> [What this task involves] Which lines in the entries below contain the string "mountain"? Show each of those lines in full, and count only matches with the same case.

> [Supplied data]
+ + + +

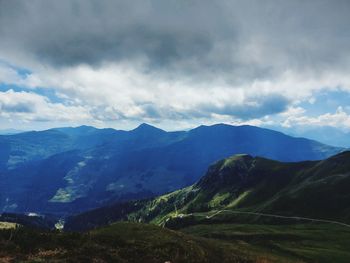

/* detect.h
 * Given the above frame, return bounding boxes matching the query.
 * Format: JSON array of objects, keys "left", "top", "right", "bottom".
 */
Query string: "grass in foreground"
[
  {"left": 182, "top": 224, "right": 350, "bottom": 263},
  {"left": 0, "top": 222, "right": 350, "bottom": 263},
  {"left": 0, "top": 223, "right": 254, "bottom": 263}
]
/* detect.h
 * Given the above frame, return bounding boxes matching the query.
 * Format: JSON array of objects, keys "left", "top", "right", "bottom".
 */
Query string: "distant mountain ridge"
[
  {"left": 65, "top": 151, "right": 350, "bottom": 230},
  {"left": 0, "top": 124, "right": 343, "bottom": 215}
]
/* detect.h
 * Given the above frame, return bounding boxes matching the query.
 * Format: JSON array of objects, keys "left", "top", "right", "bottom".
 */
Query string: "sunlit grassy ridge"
[{"left": 66, "top": 152, "right": 350, "bottom": 229}]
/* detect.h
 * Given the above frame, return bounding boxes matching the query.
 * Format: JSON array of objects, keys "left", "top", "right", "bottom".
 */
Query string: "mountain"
[
  {"left": 65, "top": 151, "right": 350, "bottom": 230},
  {"left": 0, "top": 124, "right": 342, "bottom": 216}
]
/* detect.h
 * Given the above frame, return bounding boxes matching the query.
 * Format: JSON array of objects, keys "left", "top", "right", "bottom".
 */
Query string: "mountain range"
[
  {"left": 65, "top": 151, "right": 350, "bottom": 230},
  {"left": 0, "top": 124, "right": 343, "bottom": 216}
]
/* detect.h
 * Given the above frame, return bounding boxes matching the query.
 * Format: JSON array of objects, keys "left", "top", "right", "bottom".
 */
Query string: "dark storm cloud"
[
  {"left": 0, "top": 0, "right": 350, "bottom": 81},
  {"left": 197, "top": 94, "right": 290, "bottom": 120},
  {"left": 0, "top": 0, "right": 350, "bottom": 125},
  {"left": 0, "top": 0, "right": 232, "bottom": 69}
]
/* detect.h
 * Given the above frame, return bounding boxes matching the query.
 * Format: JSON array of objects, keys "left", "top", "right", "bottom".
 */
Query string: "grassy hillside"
[
  {"left": 0, "top": 124, "right": 342, "bottom": 216},
  {"left": 66, "top": 152, "right": 350, "bottom": 229},
  {"left": 0, "top": 223, "right": 255, "bottom": 263},
  {"left": 0, "top": 222, "right": 350, "bottom": 263}
]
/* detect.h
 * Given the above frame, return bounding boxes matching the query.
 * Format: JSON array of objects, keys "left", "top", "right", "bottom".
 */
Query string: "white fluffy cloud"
[
  {"left": 0, "top": 90, "right": 91, "bottom": 122},
  {"left": 282, "top": 106, "right": 350, "bottom": 130}
]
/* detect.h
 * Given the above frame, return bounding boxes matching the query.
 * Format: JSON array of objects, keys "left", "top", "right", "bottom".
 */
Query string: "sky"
[{"left": 0, "top": 0, "right": 350, "bottom": 132}]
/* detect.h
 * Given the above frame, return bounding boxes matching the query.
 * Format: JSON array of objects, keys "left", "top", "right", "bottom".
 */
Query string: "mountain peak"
[{"left": 131, "top": 123, "right": 164, "bottom": 132}]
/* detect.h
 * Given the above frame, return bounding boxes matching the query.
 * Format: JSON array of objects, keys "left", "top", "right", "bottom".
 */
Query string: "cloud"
[
  {"left": 282, "top": 106, "right": 350, "bottom": 131},
  {"left": 0, "top": 0, "right": 350, "bottom": 127},
  {"left": 0, "top": 90, "right": 91, "bottom": 122}
]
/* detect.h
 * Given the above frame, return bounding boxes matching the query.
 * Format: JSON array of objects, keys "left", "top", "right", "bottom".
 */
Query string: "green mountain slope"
[{"left": 66, "top": 152, "right": 350, "bottom": 229}]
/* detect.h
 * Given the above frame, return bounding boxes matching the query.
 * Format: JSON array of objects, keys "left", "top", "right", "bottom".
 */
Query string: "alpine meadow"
[{"left": 0, "top": 0, "right": 350, "bottom": 263}]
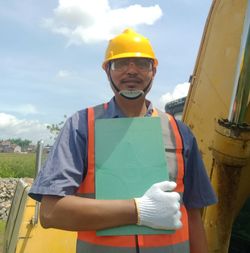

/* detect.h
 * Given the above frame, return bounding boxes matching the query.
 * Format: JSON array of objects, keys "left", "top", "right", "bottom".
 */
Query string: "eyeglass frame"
[{"left": 110, "top": 57, "right": 154, "bottom": 72}]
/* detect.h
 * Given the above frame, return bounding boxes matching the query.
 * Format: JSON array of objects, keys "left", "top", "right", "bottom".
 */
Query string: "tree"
[{"left": 47, "top": 115, "right": 67, "bottom": 140}]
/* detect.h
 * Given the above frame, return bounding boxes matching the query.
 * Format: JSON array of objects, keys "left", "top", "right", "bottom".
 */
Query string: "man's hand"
[{"left": 135, "top": 181, "right": 182, "bottom": 229}]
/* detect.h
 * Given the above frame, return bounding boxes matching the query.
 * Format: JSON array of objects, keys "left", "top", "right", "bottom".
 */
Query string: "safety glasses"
[{"left": 111, "top": 57, "right": 153, "bottom": 72}]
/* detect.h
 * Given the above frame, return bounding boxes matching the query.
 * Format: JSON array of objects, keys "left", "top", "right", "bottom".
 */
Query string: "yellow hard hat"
[{"left": 102, "top": 29, "right": 158, "bottom": 69}]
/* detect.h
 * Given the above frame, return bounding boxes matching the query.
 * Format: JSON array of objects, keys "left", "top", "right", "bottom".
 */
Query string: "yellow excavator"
[{"left": 3, "top": 0, "right": 250, "bottom": 253}]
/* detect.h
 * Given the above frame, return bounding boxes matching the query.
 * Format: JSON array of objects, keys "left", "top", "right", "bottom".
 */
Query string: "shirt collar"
[{"left": 107, "top": 97, "right": 153, "bottom": 118}]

+ + + +

> [Written response]
Query string: "distant mountain ridge"
Query string: "mountain"
Query string: "mountain range"
Query string: "mountain peak"
Query string: "green mountain slope"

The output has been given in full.